» **To do**
Can you find every line in the records below that contains the string "checkered" and copy each of those lines in full? Case counts.

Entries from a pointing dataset
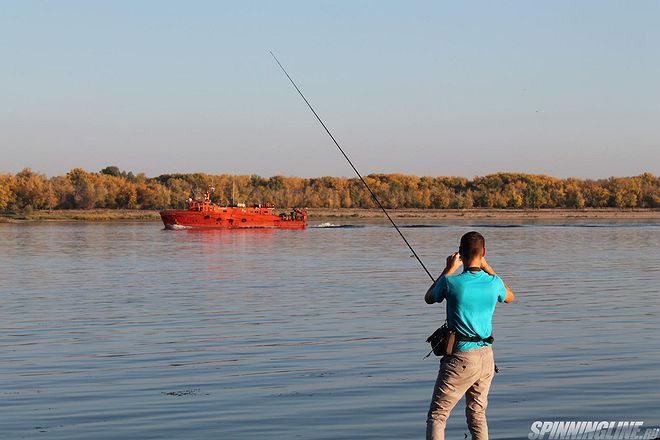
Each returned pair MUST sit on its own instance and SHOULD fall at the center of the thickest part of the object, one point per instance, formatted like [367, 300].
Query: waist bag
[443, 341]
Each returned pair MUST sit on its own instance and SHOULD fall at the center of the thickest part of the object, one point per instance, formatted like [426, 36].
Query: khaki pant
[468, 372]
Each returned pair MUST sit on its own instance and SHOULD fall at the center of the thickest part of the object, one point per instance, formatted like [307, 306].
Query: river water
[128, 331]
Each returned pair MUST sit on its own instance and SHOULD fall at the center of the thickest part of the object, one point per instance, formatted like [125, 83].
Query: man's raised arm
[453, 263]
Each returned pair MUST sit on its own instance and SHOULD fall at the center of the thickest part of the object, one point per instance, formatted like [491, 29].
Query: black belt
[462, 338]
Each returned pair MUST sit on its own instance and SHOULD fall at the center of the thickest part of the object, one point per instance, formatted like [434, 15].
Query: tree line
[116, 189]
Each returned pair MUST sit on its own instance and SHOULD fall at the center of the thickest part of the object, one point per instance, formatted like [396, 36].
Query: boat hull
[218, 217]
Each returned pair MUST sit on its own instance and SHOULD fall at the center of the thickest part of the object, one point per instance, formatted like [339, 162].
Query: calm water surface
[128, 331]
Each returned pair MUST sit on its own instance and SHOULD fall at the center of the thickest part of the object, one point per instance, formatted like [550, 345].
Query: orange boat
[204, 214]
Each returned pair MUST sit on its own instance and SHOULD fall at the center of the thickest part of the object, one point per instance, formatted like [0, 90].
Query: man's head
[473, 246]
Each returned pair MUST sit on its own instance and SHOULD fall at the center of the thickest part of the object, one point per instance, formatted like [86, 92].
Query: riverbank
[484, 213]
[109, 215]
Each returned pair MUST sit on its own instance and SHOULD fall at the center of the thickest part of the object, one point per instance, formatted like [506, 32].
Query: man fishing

==

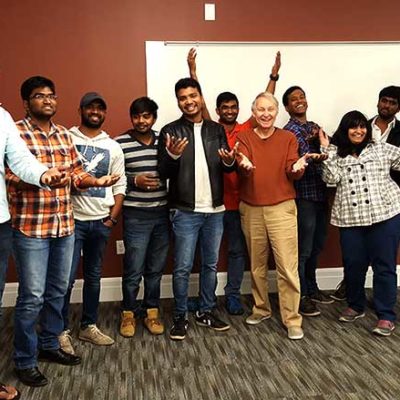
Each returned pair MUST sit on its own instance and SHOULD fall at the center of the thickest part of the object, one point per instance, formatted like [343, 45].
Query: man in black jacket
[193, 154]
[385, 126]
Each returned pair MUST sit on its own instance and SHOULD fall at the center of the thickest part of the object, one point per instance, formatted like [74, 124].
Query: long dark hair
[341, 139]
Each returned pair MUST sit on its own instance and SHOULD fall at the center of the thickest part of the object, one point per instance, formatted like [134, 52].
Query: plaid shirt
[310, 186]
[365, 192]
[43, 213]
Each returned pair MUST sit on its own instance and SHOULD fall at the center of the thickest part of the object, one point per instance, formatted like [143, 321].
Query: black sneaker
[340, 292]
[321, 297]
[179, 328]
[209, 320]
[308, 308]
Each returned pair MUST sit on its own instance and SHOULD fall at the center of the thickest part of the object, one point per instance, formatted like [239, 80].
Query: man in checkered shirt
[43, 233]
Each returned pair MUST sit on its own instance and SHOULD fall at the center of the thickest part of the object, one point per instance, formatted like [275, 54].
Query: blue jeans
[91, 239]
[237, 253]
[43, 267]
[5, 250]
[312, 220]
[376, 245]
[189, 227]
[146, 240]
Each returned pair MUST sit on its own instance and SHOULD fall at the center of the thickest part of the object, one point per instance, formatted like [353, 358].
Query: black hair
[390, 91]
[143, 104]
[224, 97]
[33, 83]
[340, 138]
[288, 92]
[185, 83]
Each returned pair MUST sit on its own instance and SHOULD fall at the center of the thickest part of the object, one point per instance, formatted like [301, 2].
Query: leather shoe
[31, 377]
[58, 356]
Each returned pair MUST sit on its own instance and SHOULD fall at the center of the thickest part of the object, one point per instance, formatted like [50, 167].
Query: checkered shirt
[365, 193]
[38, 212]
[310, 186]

» **Written answer**
Query: man in checkered shirt
Query: checkered shirt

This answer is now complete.